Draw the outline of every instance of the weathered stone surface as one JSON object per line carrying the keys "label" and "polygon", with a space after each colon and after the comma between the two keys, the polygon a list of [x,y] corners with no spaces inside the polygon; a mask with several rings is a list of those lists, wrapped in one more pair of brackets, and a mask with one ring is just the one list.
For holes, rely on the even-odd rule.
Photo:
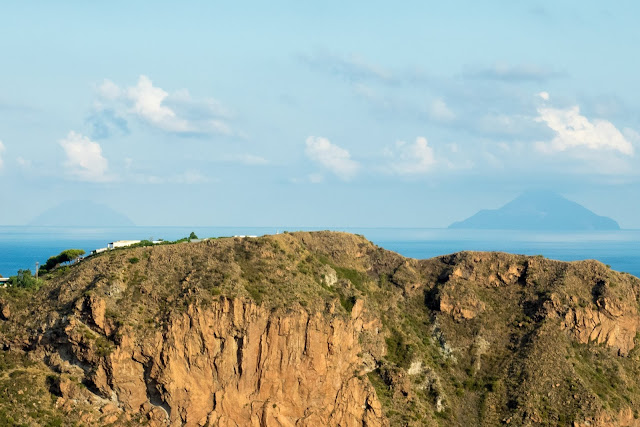
{"label": "weathered stone surface", "polygon": [[97,326],[101,332],[107,334],[110,333],[108,330],[105,331],[105,313],[107,303],[102,298],[91,295],[87,298],[87,306],[91,312],[91,320],[94,325]]}
{"label": "weathered stone surface", "polygon": [[[608,305],[610,308],[611,304]],[[626,356],[635,347],[634,339],[640,326],[635,304],[624,308],[616,305],[607,310],[571,309],[564,316],[563,326],[580,342],[596,342],[618,350]],[[614,314],[615,313],[615,314]]]}
{"label": "weathered stone surface", "polygon": [[11,318],[11,310],[6,301],[0,300],[0,320],[9,320]]}
{"label": "weathered stone surface", "polygon": [[[101,304],[89,306],[100,327]],[[96,362],[100,394],[147,414],[153,425],[380,426],[375,391],[356,375],[365,369],[358,334],[379,326],[366,326],[363,310],[360,300],[350,319],[302,308],[271,313],[223,298],[206,309],[188,307],[151,339],[138,342],[124,331],[100,362],[78,320],[66,331],[74,353]]]}
{"label": "weathered stone surface", "polygon": [[478,316],[485,308],[485,304],[473,295],[457,297],[447,289],[440,296],[440,311],[450,314],[454,319],[469,320]]}

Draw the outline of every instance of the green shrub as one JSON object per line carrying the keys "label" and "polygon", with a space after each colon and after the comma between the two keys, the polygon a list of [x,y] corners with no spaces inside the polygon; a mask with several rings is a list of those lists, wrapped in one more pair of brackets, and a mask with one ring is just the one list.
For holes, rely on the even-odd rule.
{"label": "green shrub", "polygon": [[405,341],[404,335],[392,330],[391,336],[387,338],[387,359],[402,368],[408,368],[413,359],[415,348]]}
{"label": "green shrub", "polygon": [[31,270],[18,270],[17,276],[12,276],[9,279],[9,286],[15,286],[16,288],[38,290],[42,286],[42,280],[36,279],[31,275]]}
{"label": "green shrub", "polygon": [[50,257],[47,262],[42,266],[42,269],[45,271],[51,271],[57,268],[60,264],[65,262],[74,261],[84,255],[84,250],[82,249],[67,249],[60,252],[56,256]]}
{"label": "green shrub", "polygon": [[127,248],[144,248],[147,246],[153,246],[154,243],[151,240],[140,240],[138,243],[127,246]]}
{"label": "green shrub", "polygon": [[343,296],[342,294],[340,294],[339,296],[340,296],[340,305],[342,305],[342,307],[344,307],[344,309],[347,310],[347,313],[351,313],[351,310],[353,310],[353,306],[356,304],[356,297],[355,296],[346,297],[346,296]]}

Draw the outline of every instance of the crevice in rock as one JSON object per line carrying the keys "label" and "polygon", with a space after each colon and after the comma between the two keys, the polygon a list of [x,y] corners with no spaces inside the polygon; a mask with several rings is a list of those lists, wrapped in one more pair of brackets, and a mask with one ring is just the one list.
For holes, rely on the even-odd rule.
{"label": "crevice in rock", "polygon": [[147,399],[153,406],[163,409],[167,413],[167,417],[171,418],[171,407],[162,399],[160,390],[162,385],[151,377],[151,363],[143,364],[144,383],[147,386]]}
{"label": "crevice in rock", "polygon": [[242,377],[242,351],[244,337],[234,337],[236,340],[236,361],[238,363],[238,378]]}
{"label": "crevice in rock", "polygon": [[77,366],[78,368],[82,369],[85,375],[91,372],[93,368],[90,364],[83,363],[76,357],[71,347],[71,344],[69,343],[65,343],[64,345],[58,348],[58,355],[60,356],[60,359],[62,359],[63,362],[67,362],[72,366]]}

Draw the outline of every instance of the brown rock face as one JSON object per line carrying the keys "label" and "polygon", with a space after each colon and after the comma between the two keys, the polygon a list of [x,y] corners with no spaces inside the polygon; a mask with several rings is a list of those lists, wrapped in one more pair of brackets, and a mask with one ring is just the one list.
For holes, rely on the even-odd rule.
{"label": "brown rock face", "polygon": [[605,344],[616,349],[621,356],[626,356],[635,347],[640,316],[635,305],[627,305],[624,310],[613,313],[586,307],[567,311],[563,326],[581,343]]}
{"label": "brown rock face", "polygon": [[469,320],[476,317],[485,304],[471,295],[456,298],[449,292],[443,292],[440,296],[440,311],[450,314],[456,320]]}
{"label": "brown rock face", "polygon": [[566,308],[552,299],[556,312],[563,317],[563,327],[583,344],[594,342],[615,349],[627,356],[636,346],[640,330],[640,314],[635,295],[619,292],[615,295],[606,281],[593,288],[595,304],[587,307]]}
{"label": "brown rock face", "polygon": [[[358,376],[363,322],[354,317],[270,313],[233,299],[190,306],[152,339],[123,335],[93,381],[103,396],[162,424],[385,425],[375,391]],[[91,361],[69,336],[78,358]]]}
{"label": "brown rock face", "polygon": [[0,319],[9,320],[11,317],[11,310],[9,309],[9,305],[6,301],[0,300]]}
• • • • • • •
Description of the task: Your job is to repeat every entry exactly, keeping all pictures out of the copy.

Task result:
Draw the outline of every instance of the weathered stone surface as one JSON object per line carrying the keys "label" and "polygon", with a space after each colon and after the comma between the two keys, the polygon a list of [x,y] corners with no spaces inside the polygon; a mask with several rings is a list of those lists, wrapped in one more pair of brackets, and a mask with one ring is just the one list.
For holes, rely on the even-odd rule.
Photo:
{"label": "weathered stone surface", "polygon": [[97,326],[101,332],[107,334],[110,333],[108,330],[105,331],[105,313],[107,303],[102,298],[91,295],[87,298],[87,306],[91,312],[91,320],[94,325]]}
{"label": "weathered stone surface", "polygon": [[[608,305],[610,308],[611,304]],[[626,356],[635,347],[634,339],[640,326],[635,304],[624,308],[616,305],[607,310],[571,309],[564,316],[563,326],[580,342],[596,342],[618,350]],[[614,314],[615,313],[615,314]]]}
{"label": "weathered stone surface", "polygon": [[11,318],[11,310],[6,301],[0,300],[0,320],[9,320]]}
{"label": "weathered stone surface", "polygon": [[[101,304],[89,306],[100,327]],[[96,362],[100,394],[147,414],[153,425],[380,426],[375,391],[356,375],[365,369],[358,334],[379,326],[366,326],[363,310],[360,300],[350,319],[302,308],[271,313],[223,298],[206,309],[188,307],[151,339],[138,342],[124,331],[100,362],[78,320],[66,331],[74,353]]]}
{"label": "weathered stone surface", "polygon": [[478,316],[485,308],[485,304],[473,295],[457,297],[447,289],[440,296],[440,311],[450,314],[454,319],[469,320]]}

Draw the outline of every instance of the green shrub as one JSON object per line carrying the keys "label" and "polygon", with a space after each colon and after the comma between the two keys, the polygon a list of [x,y] corners with no spaces inside the polygon; a mask with several rings is a list of those lists, wrapped in one more pair of brackets, and a mask with one ring is just the one list.
For holes, rely on the even-odd rule.
{"label": "green shrub", "polygon": [[405,341],[404,335],[392,330],[391,336],[387,338],[387,359],[402,368],[408,368],[413,359],[415,348]]}
{"label": "green shrub", "polygon": [[31,270],[18,270],[17,276],[12,276],[9,279],[9,286],[15,286],[16,288],[38,290],[42,286],[42,280],[36,279],[31,275]]}
{"label": "green shrub", "polygon": [[50,257],[47,262],[42,266],[42,269],[45,271],[51,271],[57,268],[60,264],[65,262],[74,261],[84,255],[84,250],[82,249],[67,249],[60,252],[56,256]]}
{"label": "green shrub", "polygon": [[127,248],[144,248],[147,246],[153,246],[154,243],[151,240],[140,240],[138,243],[127,246]]}
{"label": "green shrub", "polygon": [[343,296],[342,294],[340,294],[339,296],[340,296],[340,305],[342,305],[342,307],[344,307],[344,309],[347,310],[347,313],[351,313],[351,310],[353,310],[353,306],[356,304],[356,297],[355,296],[346,297],[346,296]]}

Draw the outline of every instance of the crevice in rock as one JSON object per line carrying the keys "label" and "polygon", with a space after each colon and after the comma between the two keys, the polygon a list of [x,y] corners with no spaces inside the polygon; a mask with several rings is a list of those lists, wrapped in one more pair of brackets, and a mask with one ring is just the one list.
For holes, rely on the even-odd rule.
{"label": "crevice in rock", "polygon": [[147,399],[153,406],[163,409],[167,413],[167,417],[171,418],[171,407],[162,399],[160,390],[162,385],[151,377],[151,363],[143,364],[144,383],[147,386]]}
{"label": "crevice in rock", "polygon": [[242,377],[242,351],[244,337],[234,337],[236,340],[236,361],[238,363],[238,378]]}
{"label": "crevice in rock", "polygon": [[77,366],[78,368],[82,369],[85,375],[91,372],[93,368],[90,364],[83,363],[76,357],[71,347],[71,344],[69,343],[65,343],[64,345],[58,348],[58,355],[60,356],[60,359],[62,359],[63,362],[67,362],[72,366]]}

Draw the outline of every instance of the brown rock face as one JSON object per line carrying the keys "label" and "polygon", with a space after each colon and after the comma between the two keys, the polygon a list of [x,y] corners with no spaces inside the polygon; a mask with several rings is a list of those lists, wrapped in one more pair of brackets, and a mask with one ring is just the one list.
For holes, rely on the even-odd rule.
{"label": "brown rock face", "polygon": [[605,344],[616,349],[621,356],[626,356],[635,347],[640,316],[635,305],[627,305],[624,310],[613,313],[586,307],[567,311],[563,326],[581,343]]}
{"label": "brown rock face", "polygon": [[469,320],[476,317],[485,304],[471,295],[456,298],[449,292],[443,292],[440,296],[440,311],[450,314],[456,320]]}
{"label": "brown rock face", "polygon": [[566,308],[552,299],[556,312],[563,317],[563,327],[583,344],[594,342],[615,349],[627,356],[636,346],[640,330],[640,314],[635,295],[619,292],[615,295],[606,281],[593,288],[595,304],[587,307]]}
{"label": "brown rock face", "polygon": [[[358,376],[363,322],[354,317],[270,313],[233,299],[190,306],[152,339],[123,335],[93,381],[103,396],[162,424],[385,425],[375,391]],[[91,361],[69,336],[78,358]]]}
{"label": "brown rock face", "polygon": [[0,319],[9,320],[11,317],[11,310],[9,309],[9,305],[6,301],[0,300]]}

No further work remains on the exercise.